Pull out every line of the records below that contains the word "leaf", and copy each one in full. Case counts.

-------------------------

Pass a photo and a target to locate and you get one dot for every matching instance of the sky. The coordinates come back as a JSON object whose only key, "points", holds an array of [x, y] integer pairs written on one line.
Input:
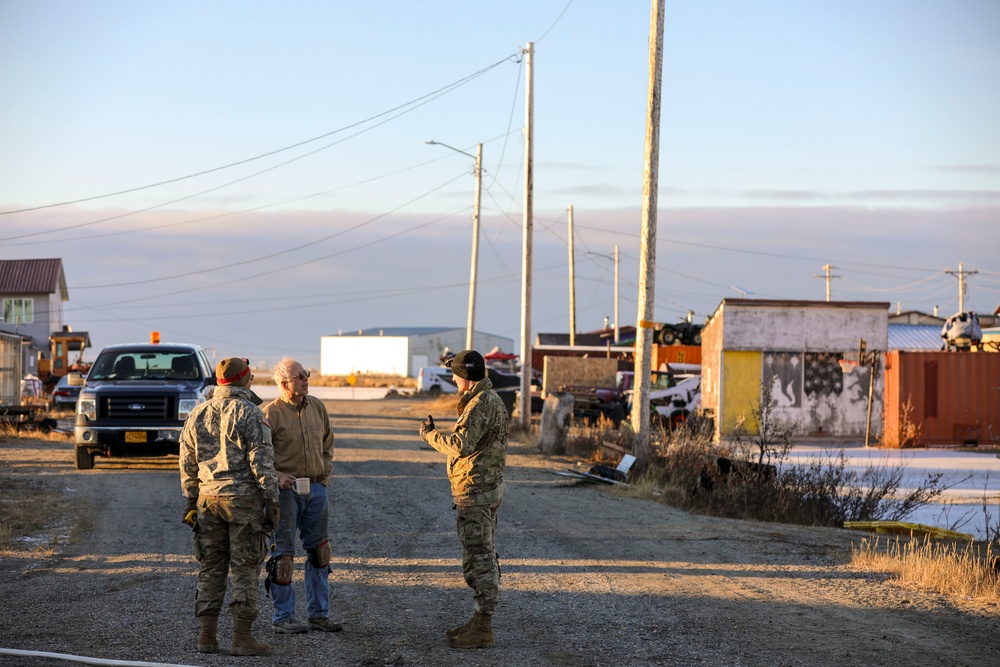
{"points": [[252, 176]]}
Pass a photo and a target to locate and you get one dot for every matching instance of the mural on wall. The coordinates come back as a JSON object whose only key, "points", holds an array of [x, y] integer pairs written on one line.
{"points": [[784, 371], [823, 376], [810, 390]]}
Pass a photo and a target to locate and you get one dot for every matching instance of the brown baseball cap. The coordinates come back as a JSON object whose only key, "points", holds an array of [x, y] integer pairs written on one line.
{"points": [[233, 370]]}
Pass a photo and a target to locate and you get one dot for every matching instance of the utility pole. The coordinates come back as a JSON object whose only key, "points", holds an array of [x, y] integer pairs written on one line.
{"points": [[827, 268], [647, 250], [526, 258], [474, 268], [960, 274], [617, 328], [572, 282]]}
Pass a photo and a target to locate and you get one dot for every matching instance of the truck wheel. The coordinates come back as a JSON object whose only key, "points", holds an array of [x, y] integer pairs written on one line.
{"points": [[84, 459], [677, 420], [616, 414], [667, 336]]}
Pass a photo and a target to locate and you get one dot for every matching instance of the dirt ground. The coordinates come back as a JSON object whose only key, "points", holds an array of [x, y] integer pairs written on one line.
{"points": [[590, 577]]}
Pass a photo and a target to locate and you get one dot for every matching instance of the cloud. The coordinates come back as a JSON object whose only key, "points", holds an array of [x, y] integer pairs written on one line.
{"points": [[968, 168]]}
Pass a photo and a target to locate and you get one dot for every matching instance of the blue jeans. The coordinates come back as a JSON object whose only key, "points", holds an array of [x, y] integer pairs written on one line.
{"points": [[308, 514]]}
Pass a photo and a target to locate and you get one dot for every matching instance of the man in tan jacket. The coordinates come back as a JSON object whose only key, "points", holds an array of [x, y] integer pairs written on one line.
{"points": [[303, 458]]}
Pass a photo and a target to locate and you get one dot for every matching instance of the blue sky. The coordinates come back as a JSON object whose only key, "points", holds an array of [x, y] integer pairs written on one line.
{"points": [[276, 185]]}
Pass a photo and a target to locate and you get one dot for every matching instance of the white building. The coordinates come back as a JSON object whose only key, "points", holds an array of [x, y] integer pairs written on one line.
{"points": [[795, 347], [397, 350]]}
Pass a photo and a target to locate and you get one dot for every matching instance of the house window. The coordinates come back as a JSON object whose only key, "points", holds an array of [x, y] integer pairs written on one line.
{"points": [[19, 310]]}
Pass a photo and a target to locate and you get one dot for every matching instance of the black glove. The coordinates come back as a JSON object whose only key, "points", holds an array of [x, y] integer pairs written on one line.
{"points": [[191, 512], [426, 426], [272, 514]]}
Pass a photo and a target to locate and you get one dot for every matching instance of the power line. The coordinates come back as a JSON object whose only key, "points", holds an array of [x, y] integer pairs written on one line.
{"points": [[286, 251], [412, 103]]}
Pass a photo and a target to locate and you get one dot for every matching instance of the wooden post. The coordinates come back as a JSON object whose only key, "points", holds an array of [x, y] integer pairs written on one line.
{"points": [[647, 251]]}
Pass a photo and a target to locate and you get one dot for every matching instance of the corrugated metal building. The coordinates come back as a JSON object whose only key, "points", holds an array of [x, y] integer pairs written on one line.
{"points": [[795, 347], [914, 337], [938, 398], [400, 351]]}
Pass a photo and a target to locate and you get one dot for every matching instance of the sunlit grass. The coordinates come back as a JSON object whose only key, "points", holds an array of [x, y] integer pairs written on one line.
{"points": [[966, 570]]}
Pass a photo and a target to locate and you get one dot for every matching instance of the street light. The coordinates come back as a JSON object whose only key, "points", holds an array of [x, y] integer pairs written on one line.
{"points": [[474, 270]]}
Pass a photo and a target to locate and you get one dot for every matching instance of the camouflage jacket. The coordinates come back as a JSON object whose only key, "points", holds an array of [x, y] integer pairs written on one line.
{"points": [[477, 448], [226, 450]]}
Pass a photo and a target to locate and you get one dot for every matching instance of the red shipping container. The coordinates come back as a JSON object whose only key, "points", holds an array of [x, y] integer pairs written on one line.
{"points": [[941, 398]]}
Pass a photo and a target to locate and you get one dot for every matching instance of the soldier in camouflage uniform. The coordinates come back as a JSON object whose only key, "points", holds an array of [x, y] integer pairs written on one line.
{"points": [[477, 455], [228, 478]]}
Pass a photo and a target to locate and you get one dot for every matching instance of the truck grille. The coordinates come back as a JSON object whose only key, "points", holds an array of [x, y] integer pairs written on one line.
{"points": [[138, 407]]}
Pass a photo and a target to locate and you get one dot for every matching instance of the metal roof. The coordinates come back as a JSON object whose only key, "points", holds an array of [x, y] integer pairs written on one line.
{"points": [[915, 337], [32, 276], [400, 331]]}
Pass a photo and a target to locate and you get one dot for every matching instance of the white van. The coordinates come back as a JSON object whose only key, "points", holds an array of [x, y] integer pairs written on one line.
{"points": [[435, 380]]}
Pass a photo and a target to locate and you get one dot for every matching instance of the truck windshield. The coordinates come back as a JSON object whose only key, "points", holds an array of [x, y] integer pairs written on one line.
{"points": [[135, 365]]}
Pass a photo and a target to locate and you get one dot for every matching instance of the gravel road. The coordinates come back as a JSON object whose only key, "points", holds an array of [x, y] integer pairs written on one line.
{"points": [[590, 577]]}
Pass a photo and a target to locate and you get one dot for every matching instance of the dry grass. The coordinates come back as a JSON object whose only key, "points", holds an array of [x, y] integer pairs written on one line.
{"points": [[29, 509], [905, 434], [946, 567]]}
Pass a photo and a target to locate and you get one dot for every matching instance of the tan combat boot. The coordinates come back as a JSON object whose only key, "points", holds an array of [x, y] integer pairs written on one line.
{"points": [[207, 640], [243, 641], [454, 632], [479, 634]]}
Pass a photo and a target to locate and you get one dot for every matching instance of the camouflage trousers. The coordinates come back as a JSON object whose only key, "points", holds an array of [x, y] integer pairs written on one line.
{"points": [[231, 536], [477, 528]]}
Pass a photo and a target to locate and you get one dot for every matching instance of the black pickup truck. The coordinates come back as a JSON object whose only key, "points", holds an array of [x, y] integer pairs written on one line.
{"points": [[136, 399]]}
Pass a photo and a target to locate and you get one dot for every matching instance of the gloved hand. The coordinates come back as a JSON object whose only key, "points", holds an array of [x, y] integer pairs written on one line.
{"points": [[426, 426], [272, 513], [191, 512]]}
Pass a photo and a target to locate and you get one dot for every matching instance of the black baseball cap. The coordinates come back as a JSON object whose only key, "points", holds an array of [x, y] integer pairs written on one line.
{"points": [[468, 364]]}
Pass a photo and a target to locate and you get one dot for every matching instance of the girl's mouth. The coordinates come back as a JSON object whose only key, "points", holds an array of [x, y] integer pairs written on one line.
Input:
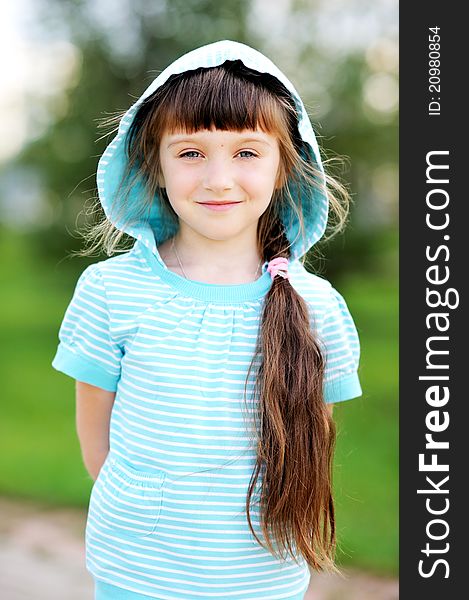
{"points": [[219, 205]]}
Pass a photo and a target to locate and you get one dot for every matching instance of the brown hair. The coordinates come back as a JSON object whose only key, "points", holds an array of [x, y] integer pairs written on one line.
{"points": [[296, 440]]}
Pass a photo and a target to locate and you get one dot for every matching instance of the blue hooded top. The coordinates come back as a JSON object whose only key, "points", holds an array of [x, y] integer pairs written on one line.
{"points": [[167, 515], [112, 163]]}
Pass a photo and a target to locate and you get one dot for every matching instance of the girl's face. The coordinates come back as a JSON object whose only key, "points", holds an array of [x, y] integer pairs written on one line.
{"points": [[215, 166]]}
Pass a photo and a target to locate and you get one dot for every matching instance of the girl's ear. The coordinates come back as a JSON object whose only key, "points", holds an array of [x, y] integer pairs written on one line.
{"points": [[160, 179]]}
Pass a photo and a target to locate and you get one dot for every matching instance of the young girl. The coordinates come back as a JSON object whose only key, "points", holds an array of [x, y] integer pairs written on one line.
{"points": [[207, 358]]}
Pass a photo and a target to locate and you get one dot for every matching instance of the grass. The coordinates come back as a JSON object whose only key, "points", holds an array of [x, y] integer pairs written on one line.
{"points": [[39, 451]]}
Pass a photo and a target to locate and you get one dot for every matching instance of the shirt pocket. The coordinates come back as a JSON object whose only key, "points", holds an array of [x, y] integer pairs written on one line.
{"points": [[127, 500]]}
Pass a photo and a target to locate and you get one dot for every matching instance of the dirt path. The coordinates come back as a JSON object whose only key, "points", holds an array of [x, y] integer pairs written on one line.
{"points": [[42, 558]]}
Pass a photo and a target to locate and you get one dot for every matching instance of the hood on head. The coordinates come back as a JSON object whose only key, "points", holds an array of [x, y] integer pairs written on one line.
{"points": [[158, 225]]}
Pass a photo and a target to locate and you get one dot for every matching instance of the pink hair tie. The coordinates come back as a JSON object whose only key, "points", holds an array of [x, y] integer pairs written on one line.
{"points": [[278, 266]]}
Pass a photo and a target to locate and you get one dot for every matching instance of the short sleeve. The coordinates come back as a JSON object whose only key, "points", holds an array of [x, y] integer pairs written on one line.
{"points": [[341, 346], [86, 350]]}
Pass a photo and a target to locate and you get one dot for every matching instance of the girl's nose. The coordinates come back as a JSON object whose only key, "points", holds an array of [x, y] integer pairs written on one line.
{"points": [[218, 176]]}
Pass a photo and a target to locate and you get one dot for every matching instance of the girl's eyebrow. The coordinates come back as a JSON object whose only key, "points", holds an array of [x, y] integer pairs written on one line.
{"points": [[242, 141]]}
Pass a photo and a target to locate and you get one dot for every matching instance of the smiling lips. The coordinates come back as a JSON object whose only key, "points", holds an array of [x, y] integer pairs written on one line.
{"points": [[219, 205]]}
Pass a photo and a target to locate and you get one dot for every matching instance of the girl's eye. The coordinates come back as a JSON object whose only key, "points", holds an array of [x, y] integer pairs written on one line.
{"points": [[247, 152], [189, 154]]}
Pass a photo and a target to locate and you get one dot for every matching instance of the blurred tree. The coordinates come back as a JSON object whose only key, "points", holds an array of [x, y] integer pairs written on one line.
{"points": [[124, 44]]}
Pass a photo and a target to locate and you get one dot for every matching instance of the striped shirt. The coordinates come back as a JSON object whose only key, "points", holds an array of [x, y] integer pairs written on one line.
{"points": [[167, 514]]}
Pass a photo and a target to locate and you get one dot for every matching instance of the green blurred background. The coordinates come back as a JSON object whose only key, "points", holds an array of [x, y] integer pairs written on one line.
{"points": [[84, 60]]}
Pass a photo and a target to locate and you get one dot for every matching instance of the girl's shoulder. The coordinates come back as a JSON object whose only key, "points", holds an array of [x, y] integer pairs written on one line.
{"points": [[313, 288]]}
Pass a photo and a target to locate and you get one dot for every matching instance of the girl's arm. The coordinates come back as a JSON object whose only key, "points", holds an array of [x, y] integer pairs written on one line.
{"points": [[93, 414]]}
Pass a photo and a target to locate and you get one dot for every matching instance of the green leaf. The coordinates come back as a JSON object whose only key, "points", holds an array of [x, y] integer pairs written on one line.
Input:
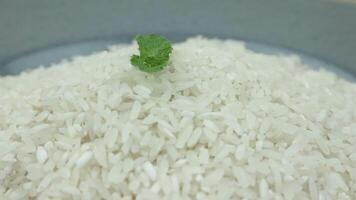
{"points": [[154, 53]]}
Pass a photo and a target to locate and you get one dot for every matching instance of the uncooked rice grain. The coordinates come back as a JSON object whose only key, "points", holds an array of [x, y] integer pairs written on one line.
{"points": [[220, 122]]}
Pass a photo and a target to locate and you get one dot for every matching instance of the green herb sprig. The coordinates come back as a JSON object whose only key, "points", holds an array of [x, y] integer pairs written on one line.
{"points": [[154, 53]]}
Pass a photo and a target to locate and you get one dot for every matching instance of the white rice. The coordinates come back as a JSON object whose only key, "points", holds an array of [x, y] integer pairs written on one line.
{"points": [[221, 122]]}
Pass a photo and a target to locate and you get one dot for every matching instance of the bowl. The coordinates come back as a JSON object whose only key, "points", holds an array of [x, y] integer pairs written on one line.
{"points": [[40, 32]]}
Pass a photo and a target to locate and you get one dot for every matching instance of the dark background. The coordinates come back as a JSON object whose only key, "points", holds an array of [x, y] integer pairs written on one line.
{"points": [[320, 28]]}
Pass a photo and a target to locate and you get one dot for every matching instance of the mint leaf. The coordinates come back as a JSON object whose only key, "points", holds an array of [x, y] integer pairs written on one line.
{"points": [[154, 53]]}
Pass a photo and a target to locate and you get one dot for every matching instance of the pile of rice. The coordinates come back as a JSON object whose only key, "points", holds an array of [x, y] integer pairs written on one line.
{"points": [[221, 122]]}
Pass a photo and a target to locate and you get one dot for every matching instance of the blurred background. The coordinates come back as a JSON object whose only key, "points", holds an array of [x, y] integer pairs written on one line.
{"points": [[41, 31]]}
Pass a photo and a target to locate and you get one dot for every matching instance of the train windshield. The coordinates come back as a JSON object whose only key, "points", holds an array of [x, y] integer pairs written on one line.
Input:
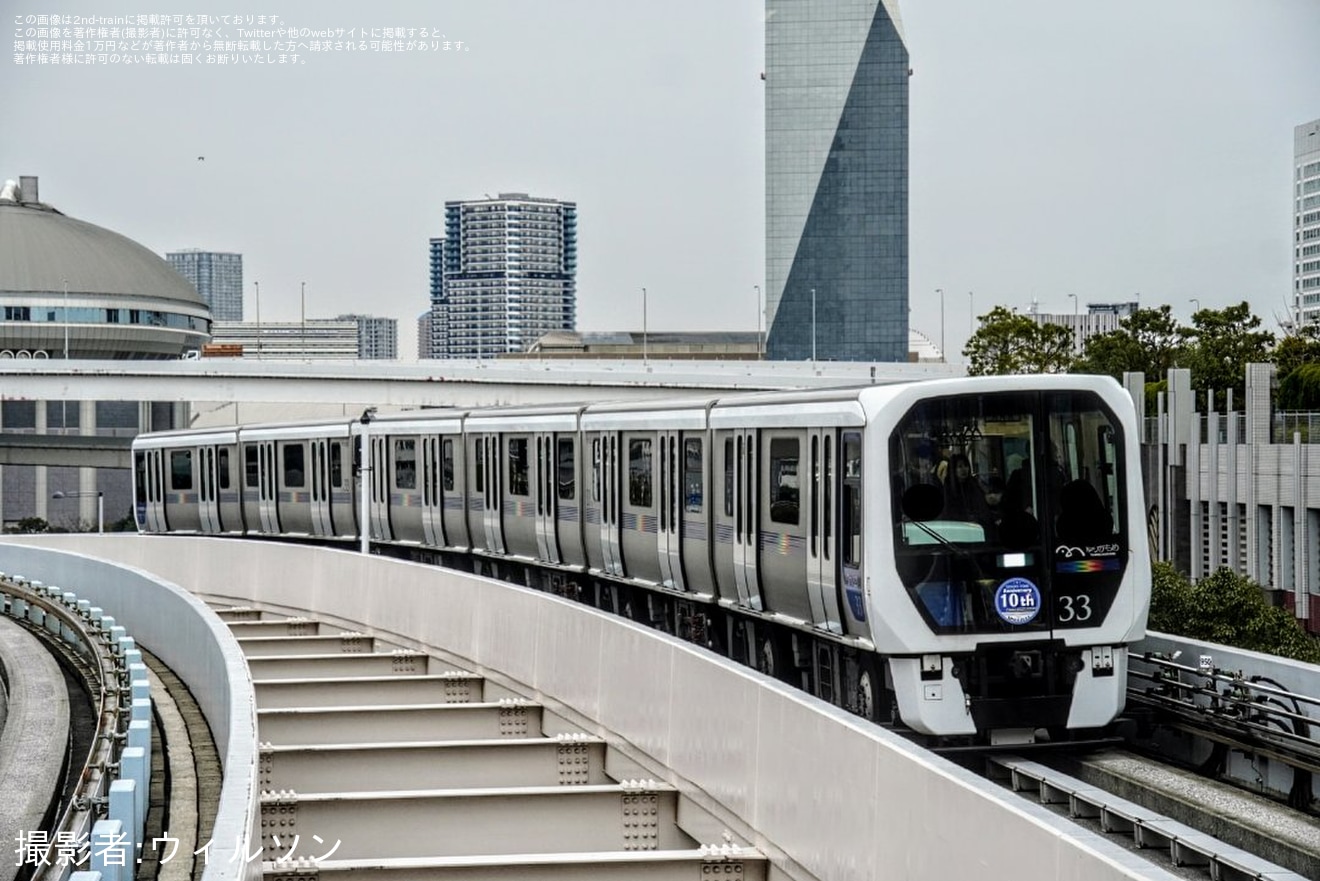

-------------------------

> _Written solution_:
Pass a photo and a target to locate and you get one dot for every matching instance of the green leaf. The coordinates come back as a JSON object whose only key, "points", holds an array of [x, y] integer pairs written on one line.
Pass a photo and a target to locate and you get one dot for every matching instance of the mint leaf. The coordinates come back as a JSON object whose only key, "points", holds an array of [x, y] integer pairs written on one line.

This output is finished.